**OFFENE AUFGABEN:**
#1 Entnimm bitte dem Textblock die Stelle unverändert, die bei den Worten „wir horchen auf: befiehl“ anfängt, und hör nach „Gedanke von Außen.“ auf.
#2 Erkläre in ein bis drei Sätzen, weshalb das Wort „befehlen“ laut Textblock an dieser Stelle spannend ist.

**TEXTBLOCK:**
===============
Und ja, Schwalben flattern, aber dann gibt es den Moment, in dem sie ganz still gleiten, getragen werden. Als wäre plötzlich etwas geschehen, eine Entscheidung gefallen über das wohin, als hätten sie für einen Augenblick eine andere Luft, als hätten sie etwas gesehen, eine unbegreifbare Sicherheit und dann fällt all die Anstrengung des Flatterns, der Ungewissheit ab und es scheint ganz selbstverständlich, leicht, ohne sich selbst zu bewegen, sind sie doch ganz Bewegung.

befiehl du deine wege
wir folgen streifen
sehnen den punkt


auch hier stehe ich satd & werd schier malad
weil ich es nicht orten kann
wer ist denn jetzt das wir? war es mir nicht eben noch ein ich & ein du???

ich dachte nicht, dass das „wir“ hier fragen aufwerfen würde. aber es liegt an der zeile davor, oder?
„befiehl du deine wege“ ist ein Liedtietel, das verwirrt, stimmt. :-( Wird es so klarer (ich änder mal oben, muss es mir aber selbst noch mal ansehen, vielleicht fällt mir auch noch was anderes ein):

wir horchen auf: befiehl du deine wege
folgen streifen
sehnen den punkt

Das „du“ bezieht sich also auf „Ich“ und „Du“ bzw. eine Allgemeinheit, es ist ein Gedanke von Außen.
Ich finde das Wort „befehlen“ hier spannend, denn es meint (eigentlich und doch in der Konsequenz wieder nicht) nicht das, was man heute darunter versteht, sondern: Jemandem etwas in die Hände legen, anvertrauen, übertragen. Wenn man es heute liest, ist es dann beinahe ein Spiegel, der diese Verantwortung wieder auf einen selbst zurückwirft.
===============
**AUFGEFÜHRTE EINTRÄGE:**
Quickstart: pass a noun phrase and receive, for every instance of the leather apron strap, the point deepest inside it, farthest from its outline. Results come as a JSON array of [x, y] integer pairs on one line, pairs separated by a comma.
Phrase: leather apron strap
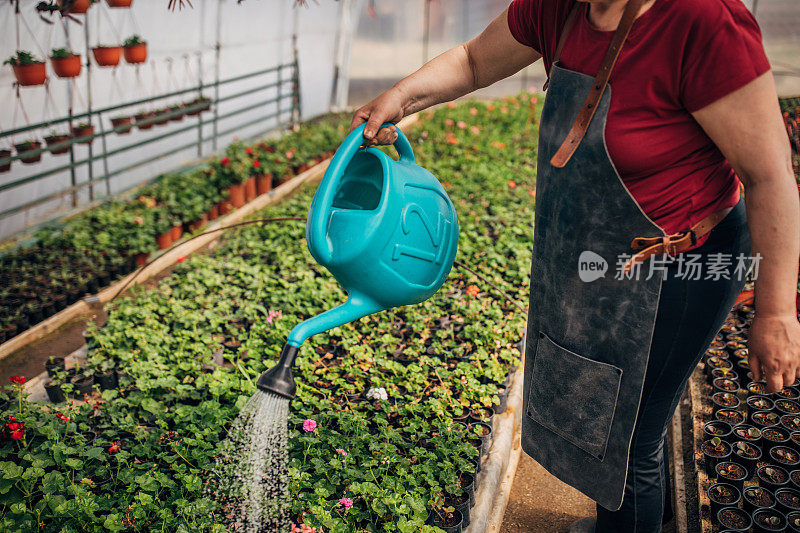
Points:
[[578, 131]]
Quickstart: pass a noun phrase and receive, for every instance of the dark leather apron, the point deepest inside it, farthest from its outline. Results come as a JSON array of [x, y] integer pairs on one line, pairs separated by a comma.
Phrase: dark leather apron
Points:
[[587, 341]]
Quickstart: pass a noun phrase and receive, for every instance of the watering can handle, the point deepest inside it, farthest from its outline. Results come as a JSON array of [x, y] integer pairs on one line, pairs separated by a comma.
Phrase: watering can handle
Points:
[[320, 211]]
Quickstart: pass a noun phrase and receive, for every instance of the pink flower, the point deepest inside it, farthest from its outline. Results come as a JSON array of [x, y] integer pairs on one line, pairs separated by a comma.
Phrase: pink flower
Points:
[[347, 502]]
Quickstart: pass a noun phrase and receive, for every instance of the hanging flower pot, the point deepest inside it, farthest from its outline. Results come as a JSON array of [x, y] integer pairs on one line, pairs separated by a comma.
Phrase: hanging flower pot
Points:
[[107, 56], [28, 70], [5, 167], [65, 63], [54, 139], [122, 124], [84, 129], [135, 50], [29, 146], [144, 120]]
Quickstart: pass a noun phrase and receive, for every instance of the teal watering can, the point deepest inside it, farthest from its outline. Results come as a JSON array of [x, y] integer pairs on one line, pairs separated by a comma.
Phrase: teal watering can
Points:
[[385, 229]]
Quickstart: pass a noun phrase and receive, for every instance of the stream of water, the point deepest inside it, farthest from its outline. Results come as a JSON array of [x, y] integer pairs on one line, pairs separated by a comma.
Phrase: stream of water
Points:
[[251, 472]]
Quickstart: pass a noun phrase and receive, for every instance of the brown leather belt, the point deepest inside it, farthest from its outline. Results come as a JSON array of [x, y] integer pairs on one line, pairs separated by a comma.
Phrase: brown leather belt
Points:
[[672, 244]]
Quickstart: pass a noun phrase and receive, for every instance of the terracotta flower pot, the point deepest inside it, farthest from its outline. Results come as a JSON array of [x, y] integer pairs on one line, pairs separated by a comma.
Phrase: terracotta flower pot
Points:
[[57, 139], [123, 125], [5, 167], [164, 240], [263, 184], [141, 117], [250, 188], [236, 195], [29, 147], [141, 259], [67, 67], [136, 54], [78, 8], [30, 75], [225, 207], [83, 132], [107, 56]]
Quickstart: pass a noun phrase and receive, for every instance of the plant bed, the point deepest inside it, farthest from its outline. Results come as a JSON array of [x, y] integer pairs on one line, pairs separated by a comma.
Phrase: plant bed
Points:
[[253, 287]]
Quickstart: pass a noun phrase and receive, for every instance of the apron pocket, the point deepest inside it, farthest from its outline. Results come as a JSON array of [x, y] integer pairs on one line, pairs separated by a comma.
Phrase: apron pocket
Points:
[[573, 396]]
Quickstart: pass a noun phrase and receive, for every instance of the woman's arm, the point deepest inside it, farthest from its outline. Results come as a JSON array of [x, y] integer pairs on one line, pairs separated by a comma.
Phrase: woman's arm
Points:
[[746, 125], [491, 56]]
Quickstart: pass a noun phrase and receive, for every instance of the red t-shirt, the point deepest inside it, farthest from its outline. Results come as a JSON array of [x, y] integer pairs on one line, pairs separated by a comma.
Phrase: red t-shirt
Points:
[[680, 56]]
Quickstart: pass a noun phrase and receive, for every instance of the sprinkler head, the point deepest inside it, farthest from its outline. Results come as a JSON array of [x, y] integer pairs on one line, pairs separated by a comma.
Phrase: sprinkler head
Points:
[[279, 379]]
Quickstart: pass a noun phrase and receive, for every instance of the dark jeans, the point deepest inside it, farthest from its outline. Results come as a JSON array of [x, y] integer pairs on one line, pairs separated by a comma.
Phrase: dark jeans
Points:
[[690, 313]]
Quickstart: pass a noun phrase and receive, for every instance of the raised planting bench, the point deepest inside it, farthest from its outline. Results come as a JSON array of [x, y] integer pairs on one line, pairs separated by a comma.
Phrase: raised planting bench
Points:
[[138, 457]]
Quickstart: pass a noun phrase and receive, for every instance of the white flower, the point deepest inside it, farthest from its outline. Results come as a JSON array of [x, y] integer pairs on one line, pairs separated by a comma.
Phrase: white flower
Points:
[[377, 394]]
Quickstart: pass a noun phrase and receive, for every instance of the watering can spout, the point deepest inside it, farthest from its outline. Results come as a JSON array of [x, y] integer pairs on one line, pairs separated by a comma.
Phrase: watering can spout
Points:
[[355, 307]]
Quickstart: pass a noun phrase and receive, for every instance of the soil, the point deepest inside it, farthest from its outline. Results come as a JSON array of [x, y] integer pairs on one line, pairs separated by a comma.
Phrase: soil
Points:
[[761, 498], [730, 416]]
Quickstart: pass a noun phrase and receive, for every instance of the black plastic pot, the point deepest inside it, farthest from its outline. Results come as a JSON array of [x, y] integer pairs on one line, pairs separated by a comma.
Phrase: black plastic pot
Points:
[[787, 500], [54, 364], [734, 519], [774, 482], [785, 457], [108, 380], [83, 385], [741, 454], [794, 521], [457, 521], [757, 498], [716, 428], [461, 503], [54, 392], [774, 436], [732, 473], [747, 433], [779, 525], [713, 457], [722, 495]]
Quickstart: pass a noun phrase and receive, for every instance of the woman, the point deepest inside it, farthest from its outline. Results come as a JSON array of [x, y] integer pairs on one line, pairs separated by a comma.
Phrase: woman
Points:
[[656, 109]]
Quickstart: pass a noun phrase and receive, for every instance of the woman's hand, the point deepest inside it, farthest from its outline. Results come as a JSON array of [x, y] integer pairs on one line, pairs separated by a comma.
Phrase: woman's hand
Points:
[[774, 350], [388, 107]]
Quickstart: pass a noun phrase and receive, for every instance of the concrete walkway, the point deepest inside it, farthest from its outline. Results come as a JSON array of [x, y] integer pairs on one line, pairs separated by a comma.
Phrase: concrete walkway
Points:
[[540, 503]]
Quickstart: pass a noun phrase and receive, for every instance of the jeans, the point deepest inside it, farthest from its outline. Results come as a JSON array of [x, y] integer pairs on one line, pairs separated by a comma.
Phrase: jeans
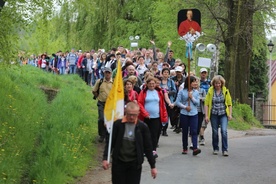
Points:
[[101, 128], [154, 125], [185, 123], [72, 69], [221, 120]]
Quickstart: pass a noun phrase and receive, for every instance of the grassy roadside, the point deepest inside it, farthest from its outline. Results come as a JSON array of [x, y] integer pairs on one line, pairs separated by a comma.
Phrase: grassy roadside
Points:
[[243, 118], [44, 141]]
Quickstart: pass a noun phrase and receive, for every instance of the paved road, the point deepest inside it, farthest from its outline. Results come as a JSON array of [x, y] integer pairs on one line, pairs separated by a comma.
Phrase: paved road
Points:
[[252, 160]]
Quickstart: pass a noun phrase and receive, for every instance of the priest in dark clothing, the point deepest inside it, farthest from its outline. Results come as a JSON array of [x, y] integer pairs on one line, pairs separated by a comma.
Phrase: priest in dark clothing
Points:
[[130, 141]]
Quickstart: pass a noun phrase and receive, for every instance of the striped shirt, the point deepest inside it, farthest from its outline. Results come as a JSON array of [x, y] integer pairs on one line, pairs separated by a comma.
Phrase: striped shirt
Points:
[[218, 105]]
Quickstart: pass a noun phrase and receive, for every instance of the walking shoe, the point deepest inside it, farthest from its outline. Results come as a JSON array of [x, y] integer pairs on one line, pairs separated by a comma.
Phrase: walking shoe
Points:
[[185, 151], [154, 154], [178, 130], [225, 153], [202, 142], [172, 127], [215, 152], [196, 151]]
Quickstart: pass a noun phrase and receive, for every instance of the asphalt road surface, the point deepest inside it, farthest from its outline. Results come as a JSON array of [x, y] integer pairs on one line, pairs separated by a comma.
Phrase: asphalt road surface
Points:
[[251, 160]]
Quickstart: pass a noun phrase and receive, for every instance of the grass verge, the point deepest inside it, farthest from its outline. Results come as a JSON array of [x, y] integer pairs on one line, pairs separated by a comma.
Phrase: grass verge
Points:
===============
**VOLLSTÄNDIGE LÖSUNGEN:**
#1
wir horchen auf: befiehl du deine wege
folgen streifen
sehnen den punkt

Das „du“ bezieht sich also auf „Ich“ und „Du“ bzw. eine Allgemeinheit, es ist ein Gedanke von Außen.

#2 Das Wort meint hier nicht das, was man heute darunter versteht, sondern jemandem etwas in die Hände legen, anvertrauen, übertragen. Liest man es heute, wird es beinahe zu einem Spiegel, der diese Verantwortung wieder auf einen selbst zurückwirft.